DOCUMENT PASSAGE:
--
Rand, even at an early age, was recognized for her fierce intelligence and aloof attitude towards those she considered intellectually beneath her. Family was never terribly important to Rand, with even a real relationship to her father dependent on intellectual agreement. It is also not surprising that Rand despised what she saw as the “mystical” soul of her Orthodox homeland and looked west, especially to England and America, for a place that fit what she called her “sense of life.” Perhaps reading into the Anglosphere what she wanted to see, she viewed the English-speaking world as a bastion of reason, liberty, and science in contrast to the Oriental despotism of Russia. She was proud of her westward looking home city of St. Petersburg, calling it a “monument to the spirit of man.” Rand supported the downfall of the Tsar and the rise of a parliamentary regime, identifying her first hero in Alexander Kerensky. Unfortunately for Rand and for Russia, the Kerensky regime was only a placeholder for the more disciplined and dedicated Bolsheviks.
The Bolshevik Revolution destroyed what order existed in Rand’s world, with her “bourgeois” father’s wealth confiscated and his shop destroyed. Rand genuinely respected her father and saw with shock how the work of a lifetime was destroyed in the name of revolution. Rand’s life was a nightmare world of grinding poverty, constant hunger, and creeping terror that at any time she would be denounced or arrested. Rand was also forced to study Marxist ideology as part of her education. The Revolution became the formative experience of her life. Rand could justifiably state that she thoroughly understood Communism as both theory and practice.
Rand’s unique background combined with her oppression at the hands of the Bolsheviks provides the key to understanding her work. Rand’s Jewish heritage and scorn for Russian culture prevented her from conceiving of the Communist Revolution as a hostile or “foreign” movement. Rand could not identify with any resistance to the Bolsheviks couched in terms of traditionalism, Orthodoxy, or Russian patriotism or identity. However, Rand’s “bourgeois” background ensured that she also did not conceive of the Revolution as liberation or as revenge for anti-Semitism that she never experienced. She and her family suffered horribly at the hands of their supposed co-ethnics amidst the Bolsheviks, a persecution she could only explain as a product of class hostility divorced from considerations of race or religion.
Rand’s forced education in the historical dialectic also affected her interpretation of Bolshevism. Rand boasted that she had never been affected by Marxist propaganda and “learned in reverse” by critically analyzing everything she was taught and formulating reasons as to why the Communists were wrong. The dialectical method of education emphasized the interplay of philosophical principles with economic and social factors that led to “inevitable” conclusions. Thus, Rand viewed history as the conflict of abstractions in the real world. She created her own dialectic, in which “values” determine the success or failure of societies and individuals. Rand absorbed much of the Marxist method — she just changed the conclusions. For a society — or a person — to succeed, it was simply necessary to have the correct principles and all else would follow, systematically and inevitably.
Thus, because of her background and education, Rand did not view the Russian Revolution as an ethnic struggle between Jews and non-Jews, the byproduct of a poorly waged war, the victory of professional revolutionaries or even the end product of a host of complicated factors. Instead, it was the inevitable result of mistaken philosophy, the real world manifestation of an abstract ideological battle. Indeed, decades later, Ayn Rand would say to the graduates of West Point, “politics is not the cause, but the last consequence of philosophical ideas.” Hence, Rand would later say that the “most evil man in history” was not Marx, Lenin, or Stalin, but Immanuel Kant.
--
RECORD LIST:
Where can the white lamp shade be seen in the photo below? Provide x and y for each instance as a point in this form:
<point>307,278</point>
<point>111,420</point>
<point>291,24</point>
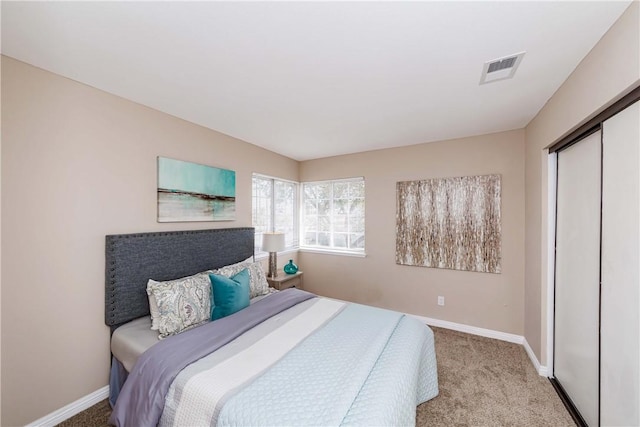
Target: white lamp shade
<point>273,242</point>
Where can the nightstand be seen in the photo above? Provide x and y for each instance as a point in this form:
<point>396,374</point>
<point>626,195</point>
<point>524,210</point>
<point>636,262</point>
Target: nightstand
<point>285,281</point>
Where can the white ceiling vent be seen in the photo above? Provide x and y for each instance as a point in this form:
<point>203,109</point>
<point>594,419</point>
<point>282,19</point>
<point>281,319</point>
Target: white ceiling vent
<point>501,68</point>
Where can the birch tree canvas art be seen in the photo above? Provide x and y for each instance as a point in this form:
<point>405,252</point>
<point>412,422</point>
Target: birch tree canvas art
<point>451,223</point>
--
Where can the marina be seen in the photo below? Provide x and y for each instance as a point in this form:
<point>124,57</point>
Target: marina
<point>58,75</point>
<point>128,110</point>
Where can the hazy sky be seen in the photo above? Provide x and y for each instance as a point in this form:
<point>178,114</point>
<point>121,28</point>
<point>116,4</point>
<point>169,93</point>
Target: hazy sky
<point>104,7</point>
--
WRITTEN PROBLEM:
Carry on the passage about Ayn Rand's youth and the Russian Revolution, starting right after its last sentence. The records are separate material and have nothing to do with the text.

EXERCISE RESULT:
A central premise of Rand’s worldview is control. Rand tried to “name her path, to grasp it, to conceptualize it, and, most important, to put it under her conscious control.” The moral man guides himself through the dispassionate application of his reason to his chosen goals, sweeping all else before him. He is therefore successful. If a person neglects to choose any particular course and simply follows everyone else (a profoundly immoral act in Rand’s view), he will be condemned to flail wildly throughout his life, a victim of circumstance and the machinations of “collectivists” and “mystics” that seek to exploit him. The immoral, irrational man will be a failure.
Of course, Rand’s own life was heavily affected by the uncontrolled. Her own intellectual outlook was at least partly a product of her background. The fact that she was able to get an education only occurred because the Communist Party spared “bourgeois” students in her school years while purging them the next year. She also was fortunate in securing her escape from Russia. Her family randomly received a letter from relatives in America in 1925. Seizing the opportunity, Rand announced her intention to leave Russia and stay with her relatives, thus beginning a nearly impossible bureaucratic struggle to obtain the proper paperwork from Bolshevik authorities. Her family also raised the necessary money for the journey, an almost insurmountable obstacle in its own right. Rand lied on her paperwork and was not caught, and also noticed a minor clerical error that would have prevented her from leaving. Only through luck, unchosen family ties, and the sacrifice of others was Alisa able to emigrate from Russia.
Her parents were not so lucky — they would never obtain permission to leave Russia and died in the Siege of Leningrad. However, this narrow escape did not seem to affect Alisa Rosenbaum’s emerging worldview, nor did it challenge her conception of herself as entirely self-made. Her American relatives were perturbed at her seeming indifference to their existence and lack of gratitude, and she quickly moved to Hollywood where she worked as a screenwriter and costume designer. She also began her writing career, formally adopting the nom de plume Ayn Rand, breaking even in name from her Russian past and Russian family.
Rand’s first novel, We the Living, is an autobiographical tale of a young woman trying to survive in the new Soviet Union. In many ways, it is her best work, with complex characters and plot details that can only come from someone who has lived the experience. The heroine, Kira, falls for a free-spirited bourgeois man named Leo. Ultimately, the relationship collapses under the harsh reality of life under the Bolsheviks. Intriguingly, the most admirable character in the book is probably Andrei, a loyal, honest, and dedicated Communist who falls in love with Kira. Kira, who values him as a friend, becomes his lover in order to secure treatment for Leo’s tuberculosis. In the end, the book ends in tragedy, as Leo abandons Kira to become a gigolo, Andrei commits suicide, and Kira is shot while trying to escape Russia.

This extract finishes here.